## Given exercise
Go through the entries below and retype them exactly, omitting each picture.

## Provided entries
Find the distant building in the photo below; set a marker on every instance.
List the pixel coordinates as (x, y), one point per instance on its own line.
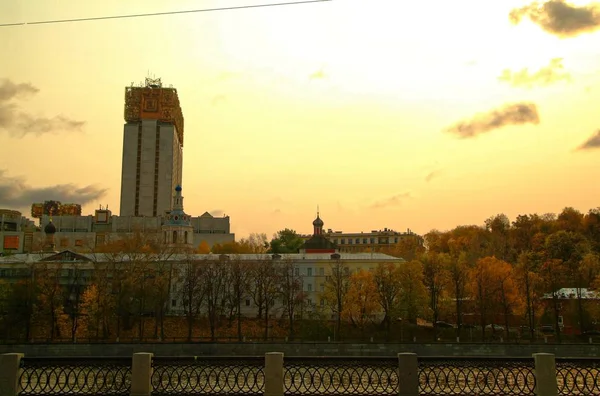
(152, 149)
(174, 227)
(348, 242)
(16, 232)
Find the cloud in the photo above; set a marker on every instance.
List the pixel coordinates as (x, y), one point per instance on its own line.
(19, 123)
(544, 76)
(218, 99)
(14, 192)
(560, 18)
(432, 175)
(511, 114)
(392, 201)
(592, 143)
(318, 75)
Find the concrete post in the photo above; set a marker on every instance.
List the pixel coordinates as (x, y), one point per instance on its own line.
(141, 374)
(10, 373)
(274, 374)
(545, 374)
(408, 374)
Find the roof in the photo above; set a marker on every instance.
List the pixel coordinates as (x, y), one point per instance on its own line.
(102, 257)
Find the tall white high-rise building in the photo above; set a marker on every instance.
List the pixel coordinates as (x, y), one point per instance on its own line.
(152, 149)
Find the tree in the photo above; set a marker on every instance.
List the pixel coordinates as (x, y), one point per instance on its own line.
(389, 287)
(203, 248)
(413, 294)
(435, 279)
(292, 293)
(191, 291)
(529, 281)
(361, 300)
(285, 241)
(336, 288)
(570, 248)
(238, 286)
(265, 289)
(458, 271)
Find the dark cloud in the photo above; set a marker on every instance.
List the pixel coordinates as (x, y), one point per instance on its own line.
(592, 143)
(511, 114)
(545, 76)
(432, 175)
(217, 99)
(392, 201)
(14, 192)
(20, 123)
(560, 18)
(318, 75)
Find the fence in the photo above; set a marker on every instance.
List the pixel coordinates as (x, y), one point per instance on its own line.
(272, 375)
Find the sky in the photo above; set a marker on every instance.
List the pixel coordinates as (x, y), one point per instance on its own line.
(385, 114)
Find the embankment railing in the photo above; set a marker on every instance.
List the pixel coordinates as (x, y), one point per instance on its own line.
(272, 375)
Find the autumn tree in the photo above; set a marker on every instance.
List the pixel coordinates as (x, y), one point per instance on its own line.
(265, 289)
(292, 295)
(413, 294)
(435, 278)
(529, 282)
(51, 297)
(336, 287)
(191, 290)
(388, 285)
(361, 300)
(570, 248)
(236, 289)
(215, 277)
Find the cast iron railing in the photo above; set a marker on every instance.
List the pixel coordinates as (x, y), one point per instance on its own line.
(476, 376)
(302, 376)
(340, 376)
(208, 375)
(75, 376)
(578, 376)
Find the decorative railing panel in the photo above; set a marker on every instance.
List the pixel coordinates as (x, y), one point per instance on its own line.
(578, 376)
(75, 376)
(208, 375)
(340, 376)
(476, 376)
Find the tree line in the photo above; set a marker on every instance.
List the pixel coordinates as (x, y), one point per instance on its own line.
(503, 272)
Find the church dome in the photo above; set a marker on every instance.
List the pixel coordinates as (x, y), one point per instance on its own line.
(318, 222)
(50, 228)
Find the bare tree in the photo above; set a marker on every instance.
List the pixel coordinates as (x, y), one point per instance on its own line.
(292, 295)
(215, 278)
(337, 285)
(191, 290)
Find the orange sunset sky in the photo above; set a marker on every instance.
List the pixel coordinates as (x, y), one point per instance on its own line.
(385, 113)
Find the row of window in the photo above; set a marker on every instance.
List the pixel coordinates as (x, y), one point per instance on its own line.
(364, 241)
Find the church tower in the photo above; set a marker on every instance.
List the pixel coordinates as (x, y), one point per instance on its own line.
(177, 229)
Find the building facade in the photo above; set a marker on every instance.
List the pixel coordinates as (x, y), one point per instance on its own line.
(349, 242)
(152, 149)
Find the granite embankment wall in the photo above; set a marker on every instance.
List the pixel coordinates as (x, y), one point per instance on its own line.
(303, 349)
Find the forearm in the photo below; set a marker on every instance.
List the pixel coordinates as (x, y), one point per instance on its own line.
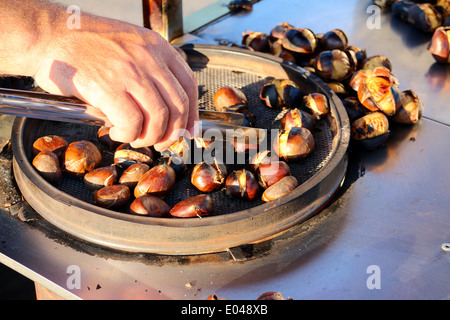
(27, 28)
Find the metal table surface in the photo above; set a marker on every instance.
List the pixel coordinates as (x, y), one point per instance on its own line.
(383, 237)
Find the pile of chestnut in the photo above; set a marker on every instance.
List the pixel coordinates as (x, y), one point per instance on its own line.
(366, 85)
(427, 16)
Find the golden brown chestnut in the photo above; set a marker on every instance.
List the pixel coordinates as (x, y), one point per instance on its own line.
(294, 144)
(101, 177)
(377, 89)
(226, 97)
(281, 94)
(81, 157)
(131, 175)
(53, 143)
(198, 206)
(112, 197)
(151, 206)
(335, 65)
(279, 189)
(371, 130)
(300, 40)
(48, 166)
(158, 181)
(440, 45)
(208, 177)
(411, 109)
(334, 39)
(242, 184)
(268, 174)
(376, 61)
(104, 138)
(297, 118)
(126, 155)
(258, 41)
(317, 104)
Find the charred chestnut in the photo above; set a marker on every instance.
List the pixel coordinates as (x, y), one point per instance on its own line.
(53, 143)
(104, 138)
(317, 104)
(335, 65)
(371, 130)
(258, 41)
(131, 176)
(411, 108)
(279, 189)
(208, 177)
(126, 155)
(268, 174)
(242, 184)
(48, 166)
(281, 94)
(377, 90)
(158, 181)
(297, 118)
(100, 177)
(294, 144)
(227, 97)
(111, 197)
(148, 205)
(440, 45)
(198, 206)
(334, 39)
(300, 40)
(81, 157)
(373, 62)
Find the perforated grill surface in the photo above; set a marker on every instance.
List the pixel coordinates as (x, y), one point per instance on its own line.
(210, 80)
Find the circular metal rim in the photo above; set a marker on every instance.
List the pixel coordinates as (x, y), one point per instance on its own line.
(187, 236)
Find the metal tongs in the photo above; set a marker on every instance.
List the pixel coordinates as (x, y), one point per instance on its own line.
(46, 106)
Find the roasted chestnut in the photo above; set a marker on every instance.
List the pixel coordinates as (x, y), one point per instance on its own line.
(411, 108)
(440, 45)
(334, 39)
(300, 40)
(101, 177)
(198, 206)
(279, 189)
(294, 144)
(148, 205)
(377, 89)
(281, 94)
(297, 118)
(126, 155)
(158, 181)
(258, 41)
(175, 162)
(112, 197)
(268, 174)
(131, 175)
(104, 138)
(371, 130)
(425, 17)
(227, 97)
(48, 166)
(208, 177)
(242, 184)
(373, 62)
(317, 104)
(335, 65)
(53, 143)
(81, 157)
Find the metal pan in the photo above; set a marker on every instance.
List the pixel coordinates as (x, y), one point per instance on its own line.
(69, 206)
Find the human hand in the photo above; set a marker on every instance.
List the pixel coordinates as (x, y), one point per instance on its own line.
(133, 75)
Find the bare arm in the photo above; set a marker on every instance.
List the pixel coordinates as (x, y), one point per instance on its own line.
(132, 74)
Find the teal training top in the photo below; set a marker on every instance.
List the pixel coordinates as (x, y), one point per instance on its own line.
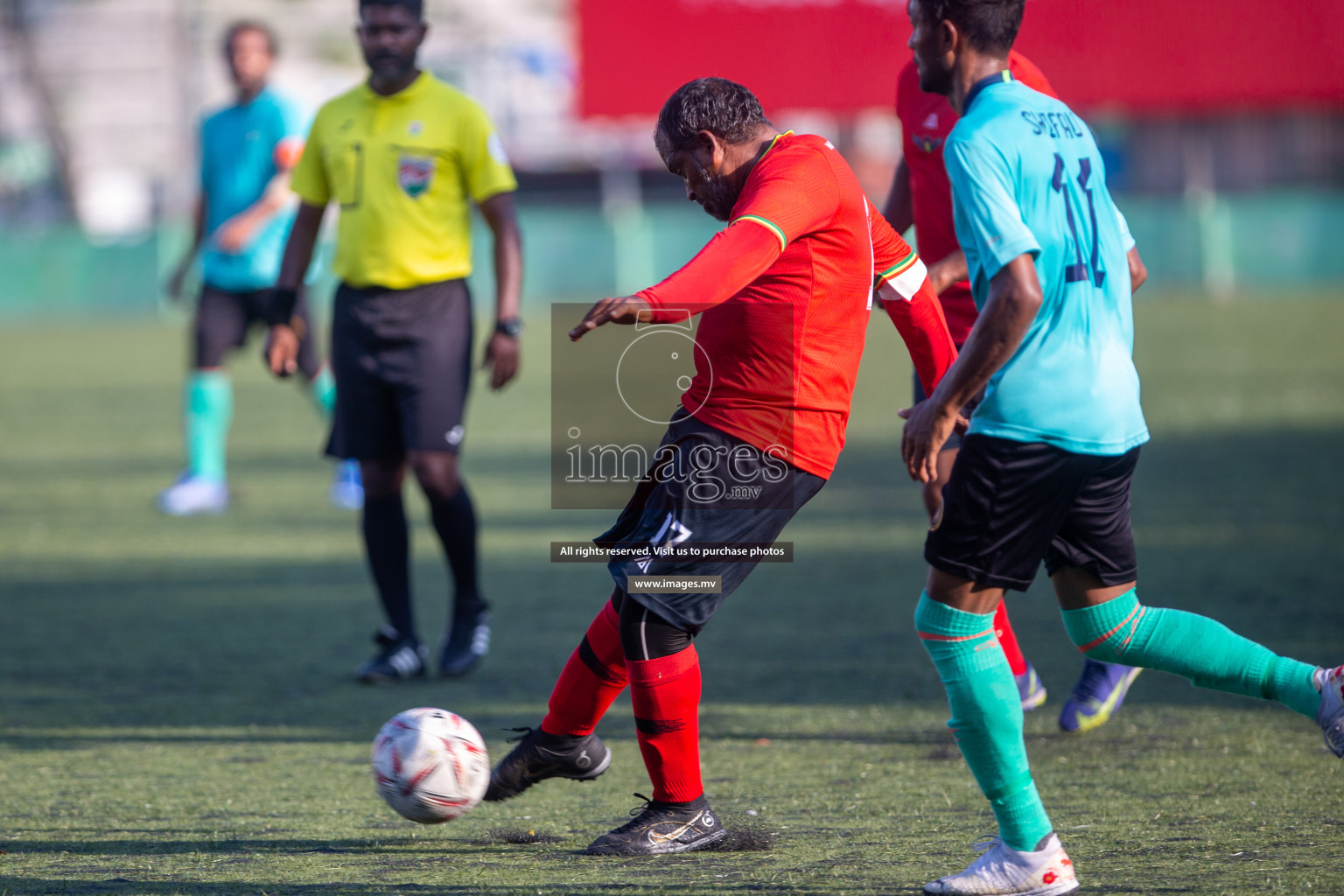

## Written answer
Find the distant building in the photo below; set a marker on every instance.
List the pixel coordinates as (x, y), one point per instance on its own line.
(152, 149)
(174, 227)
(348, 242)
(16, 232)
Find the cloud in the photo above; set a marker on every instance.
List the pixel coordinates as (x, y), one point per instance on its own line.
(19, 123)
(544, 76)
(218, 99)
(14, 192)
(560, 18)
(432, 175)
(511, 114)
(392, 201)
(592, 143)
(318, 75)
Find the concrete post in the photo above; set a marker on every instance.
List the pixel coordinates as (x, y), one point per instance on its own line.
(141, 374)
(10, 373)
(274, 374)
(545, 374)
(408, 374)
Find the roof in the photo above; set a marker on every instance.
List the pixel coordinates as (x, y), one point per instance on its own line.
(102, 257)
Find the tall white high-rise building in the photo above; set a marker on every instance.
List the pixel coordinates as (x, y), one point per instance on its own line.
(152, 149)
Find the tree in the photo above; set a marker on every instance.
List the pixel coordinates as (x, y), one point per instance on its own line.
(389, 287)
(203, 248)
(413, 294)
(435, 279)
(292, 293)
(191, 291)
(529, 281)
(361, 300)
(285, 241)
(336, 288)
(570, 248)
(238, 286)
(265, 289)
(458, 271)
Find the dark cloud in the photo above; set a marker on every instance.
List the pixel coordinates as (x, y), one point per instance on its own line.
(592, 143)
(511, 114)
(545, 76)
(432, 175)
(217, 99)
(392, 201)
(14, 192)
(20, 123)
(560, 18)
(318, 75)
Find the fence in the photo above; set a marker on every instance.
List the pixel coordinates as (x, y), one point per instance on its own line.
(272, 375)
Find the sky in the photo above; set a marker on every instance.
List the pixel coordinates as (x, y), one point per instance on its own line.
(385, 114)
Find the embankment railing in the photo above; set a marker on every instance.
List the pixel coordinates as (x, y), one point per instance on its own line.
(272, 375)
Find the autumn tree in the photo above; set a marker on every instance.
List the pixel coordinates as (x, y), one point per instance on its own line.
(265, 289)
(292, 295)
(413, 294)
(435, 278)
(529, 282)
(51, 297)
(336, 287)
(191, 290)
(388, 285)
(361, 300)
(570, 248)
(236, 289)
(215, 277)
Find the cast iron railing in the photo above; set a marker on every instance.
List the pixel coordinates as (x, y), one point per instance on its own line.
(476, 376)
(302, 376)
(340, 376)
(208, 375)
(75, 376)
(578, 376)
Find the decorative railing panel in the photo above; set a marker on every instance.
List the pixel coordinates as (x, y), one point per instance on its own line.
(578, 376)
(75, 376)
(208, 375)
(340, 376)
(476, 376)
Find the tree line in the photo above; set a marker on every instance.
List the pixel coordinates as (x, y), one point per instance on its own line.
(503, 272)
Find the church dome in the photo above; set a marker on every instance.
List the pixel coordinates as (x, y), one point per instance on its own line.
(318, 222)
(50, 228)
Find the bare tree in the photo above; set a marker on every instance.
List the pixel coordinates as (x, y), one point per instance on its own line.
(292, 295)
(215, 278)
(337, 285)
(191, 290)
Find the orange sunset sky in the photo above; set a marker on every instance.
List the pixel coordinates as (x, y), one point per instance on its own line.
(385, 113)
Find the row of window in the photo above; set a marker on every instance.
List the pixel coordinates as (x, y), one point per instance on its own line.
(364, 241)
Find the church tower in the photo above; set a marker on every instance.
List the pixel coordinates as (x, y), one point per instance on its own line.
(177, 229)
Find the building facade in the photo above; set a marker on every instance.
List the pixel coordinates as (x, y), one point per instance on its own line.
(349, 242)
(152, 149)
Find the granite embankment wall in the photo above; set a marker on every instance.
List the pixel coordinates as (x, y), one point per instance on its own line.
(303, 349)
Find the forearm in the photo below; set a marker on every instance.
List the pixel coordinates as (x, y), one point per instance on its own line.
(27, 28)
Find the metal table surface in the photo above; set a marker on every instance.
List the pixel coordinates as (x, y), one point per instance on its own line.
(383, 237)
Find the pile of chestnut in the photo above; set a marker on every instance.
List the pixel coordinates as (x, y), one point per instance on its own line.
(366, 85)
(427, 16)
Find the golden brown chestnut in the photo above; set a marker on every instance.
List the pixel coordinates as (x, y), one point per instance on its own line.
(294, 144)
(101, 177)
(377, 89)
(226, 97)
(281, 94)
(81, 157)
(131, 175)
(53, 143)
(198, 206)
(112, 197)
(151, 206)
(335, 65)
(279, 189)
(371, 130)
(300, 40)
(48, 166)
(158, 181)
(440, 45)
(208, 177)
(411, 109)
(334, 39)
(242, 184)
(268, 174)
(376, 61)
(104, 138)
(297, 118)
(126, 155)
(258, 41)
(317, 104)
Find the charred chestnut in the photo above; set a marker on every instance.
List the pixel coordinates as (x, y), one point per instance on its own line.
(53, 143)
(104, 138)
(317, 104)
(335, 65)
(371, 130)
(258, 41)
(131, 176)
(411, 108)
(279, 189)
(208, 177)
(126, 155)
(268, 174)
(242, 184)
(48, 166)
(281, 94)
(377, 90)
(158, 181)
(297, 118)
(100, 177)
(294, 144)
(227, 97)
(111, 197)
(148, 205)
(440, 45)
(198, 206)
(334, 39)
(300, 40)
(81, 157)
(373, 62)
Find the perforated grill surface in the photo above; set a marker on every instance.
List the pixel coordinates as (x, y), one point per instance on its own line.
(210, 80)
Find the circular metal rim in the photo above; set a marker on every instance.
List the pixel coordinates as (x, y), one point per instance on its own line.
(187, 236)
Find the metal tongs in the photo above; set a marker on every instance.
List the pixel coordinates as (x, y), one point per instance on its own line.
(46, 106)
Find the roasted chestnut in the photo above; set a marker on every instance.
List the pixel coordinates as (x, y), one point per instance on its own line.
(411, 108)
(440, 45)
(334, 39)
(300, 40)
(101, 177)
(198, 206)
(279, 189)
(294, 144)
(148, 205)
(377, 89)
(281, 94)
(297, 118)
(126, 155)
(158, 181)
(258, 41)
(175, 162)
(112, 197)
(268, 174)
(131, 175)
(104, 138)
(371, 130)
(425, 17)
(227, 97)
(48, 166)
(208, 177)
(242, 184)
(373, 62)
(317, 104)
(335, 65)
(53, 143)
(81, 157)
Find the metal pan in the photo above; set a marker on every instance.
List the pixel coordinates as (x, y), one point per instance on its own line.
(69, 206)
Find the human hand in the photo above; set a marker on every instance.
List the pixel coordinates as (x, y), one point per instance on its own line.
(133, 75)
Find the bare arm in the photo above; set a marker on every instance.
List the pixel coordinates as (x, y), one point per instance on its own line.
(132, 74)
Find the teal training top in the photo below; set a marker on every instance.
List the pixel coordinates as (x, y), one point per instance on its own line.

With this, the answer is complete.